TEXTE EXTRAIT:
┏━━

D’un point de vue philosophique, Pascal Picq rappelle que l’humanisme à la Renaissance était lié à l’accès à de nouvelles connaissances et à l’émergence des sciences et des techniques. L’idée que les humains ont des droits sur la nature vient de loin, même si Voltaire peut dire à propos du tremblement de terre de Lisbonne de 1755 que ces manifestations leur restent incontrôlables, car du domaine du hasard. Nous vivons actuellement un processus qui s’est appelé « humanisme » il y a 500 ans et que nous nommons aujourd’hui « transhumanisme ». Or il y a co-évolution entre la nature et nous (les microbiotes) ; l’autre évolution est que nous sommes plastiques (sur le plan cognitif, corporel), ce que les humanistes ont minimisé et ce que les transhumanistes veulent accélérer.

La modernité c’est Julian Huxley, frère de l’auteur du « Meilleur des mondes », biologiste eugéniste qui fut le 1er secrétaire de l’UNESCO et dont le père était un grand ami de Darwin : pour lui, si la science doit faire l’objet de discussions avec l’éthique, nous sommes loin d’avoir développé nos potentialités, ce que la génération de baby-boomers a en partie accompli pour une large partie de la population occidentale. Puis la notion de transhumanisme dont il est l’initiateur est repris par les années 90 en Californie. N’oublions pas les Russes, fascinés par le cosmos dès le début du XXe siècle (cf. Fiodorov et la recherche de l’immortalité par la technique), qui amène la science soviétique à tenter d’améliorer les conditions humaines à l’aide de greffes animales ; le résultat est désastreux, mais les Californiens penseront la même chose, cette fois avec du numérique et de l’électronique, dans le but de réaliser des projets d’amélioration du bien-être humain tout en en transmettant la circulation de l’information de façon instantanée.

┗━━

JEU DE DONNÉES:
┏━━

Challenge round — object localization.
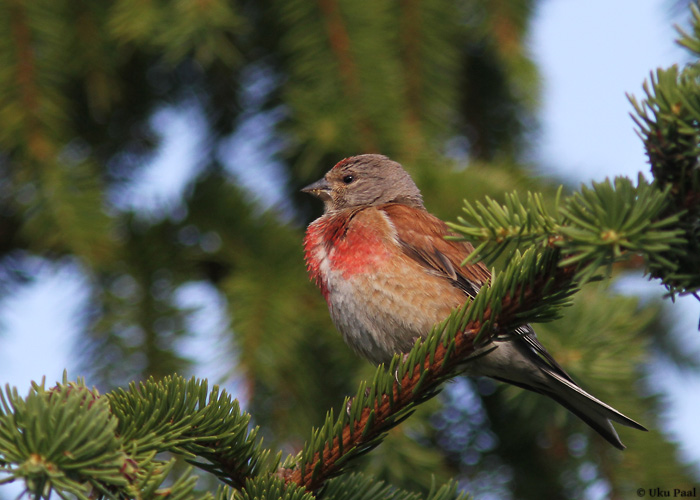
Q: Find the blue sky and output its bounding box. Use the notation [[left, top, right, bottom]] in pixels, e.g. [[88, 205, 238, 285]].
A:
[[0, 0, 700, 488]]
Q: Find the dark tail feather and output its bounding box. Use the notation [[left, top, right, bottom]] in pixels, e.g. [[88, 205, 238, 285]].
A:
[[494, 370, 647, 450]]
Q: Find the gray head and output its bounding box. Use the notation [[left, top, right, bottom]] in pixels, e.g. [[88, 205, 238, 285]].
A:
[[302, 155, 423, 212]]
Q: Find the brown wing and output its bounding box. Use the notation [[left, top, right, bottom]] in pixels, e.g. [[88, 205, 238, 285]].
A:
[[377, 203, 491, 297]]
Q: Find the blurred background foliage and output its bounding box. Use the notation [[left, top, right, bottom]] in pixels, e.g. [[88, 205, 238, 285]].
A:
[[0, 0, 700, 499]]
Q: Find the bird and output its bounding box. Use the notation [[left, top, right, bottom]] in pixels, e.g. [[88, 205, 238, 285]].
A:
[[301, 154, 647, 450]]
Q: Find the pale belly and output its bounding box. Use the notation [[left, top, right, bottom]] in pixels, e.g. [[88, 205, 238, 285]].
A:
[[327, 262, 461, 363]]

┗━━

D'après l'extrait sur le transhumanisme, quelle fonction Julian Huxley a-t-il occupée à l'UNESCO ? Ces enregistrements proviennent d'une source distincte du texte.

Il en a été le premier secrétaire.